--- TEXT SEGMENT ---
ETAD, Math, Professional Development

Program Evaluation- PreK-Grade 5 Math Learning Community

My continuing journey in EDCUR 809 has led me to assignment 4- Performing an Evaluation Assessment.  This assessment is a necessary step in Program Evaluation as it is used to determine the feasibility and direction of any future evaluation.  In EDCUR 809 I have an opportunity to lay out a possible evaluation but it is not necessary to conduct the actual evaluation.  My learning is about the how of setting up an evaluation not the actual evaluation itself.  This assignment asks me to choose a program to lay out a plan for evaluation and  I have chosen a program that is very close to my heart…the PreK- Grade 5 Mathematics Learning Community.  This community has just begun its second year of existence and consists of teachers from PreKindergarten to Grade 5.

The Goal of the Mathematics Learning Community

In order to increase student engagement and achievement in mathematics, we will work to develop communities of professional learners.  Our learners will own their learning, openly reflecting on student learning, and implement powerful mathematical instructional practices that meet the needs of all their students.

Engaging in an Evaluation Assessment requires me to focus and reflect on 5 important steps and how they would be connected to the Math Learning Community.

1.  Engaging Stakeholders– There are many important stakeholders who would need to be engaged in this evaluation in order to provide a through evaluation

    • Teachers– Teachers are important stakeholders in the program.  Their input and voice into the effectiveness of the professional development will be invaluable.  Qualitative and quantitative data can be collected though their engagement in the evaluation.  Teachers will also play a role in the creation of assessment and evaluation tools.
    • Consultant Team– The consultant team will be involved in the co- creation of assessment and evaluation tools to gain insight into teacher engagement and changes to practice.  They will also play a role in the creation of assessment and evaluation tools to assess student learning and engagement.
    • Students– Students are the most important stakeholders in this program.  Teacher learning in the communities is in service to the learning of students.  Data around the effectiveness of teacher learning will be gathered through assessment tools which measure student engagement and achievement in mathematics.

2.  Focus the Evaluation– This evaluation would focus on assessing the degree of actualization of the Math Learning Community outcomes for teachers and students.  Through this assessment and evaluation decisions can be made around whether or not to continue funding the program (senior administration and trustees) and to make adjustments to the program to make it more effective (consultant team).

Teacher Outcomes

Short Term

  • feeling supported in learning
  • sense of belonging in a community of professional learnersMath Community (2)
--- COLLECTED MATERIAL ---
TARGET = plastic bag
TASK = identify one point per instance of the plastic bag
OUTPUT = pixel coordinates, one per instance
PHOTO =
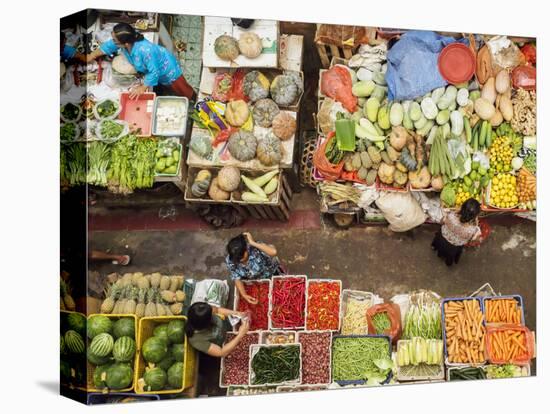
---
TASK DETAILS:
Reproduce the passage of the math learning community evaluation post that starts with "The Goal of" and goes on through "Math Learning Community.".

SOLVED PROBLEM:
The Goal of the Mathematics Learning Community

In order to increase student engagement and achievement in mathematics, we will work to develop communities of professional learners.  Our learners will own their learning, openly reflecting on student learning, and implement powerful mathematical instructional practices that meet the needs of all their students.

Engaging in an Evaluation Assessment requires me to focus and reflect on 5 important steps and how they would be connected to the Math Learning Community.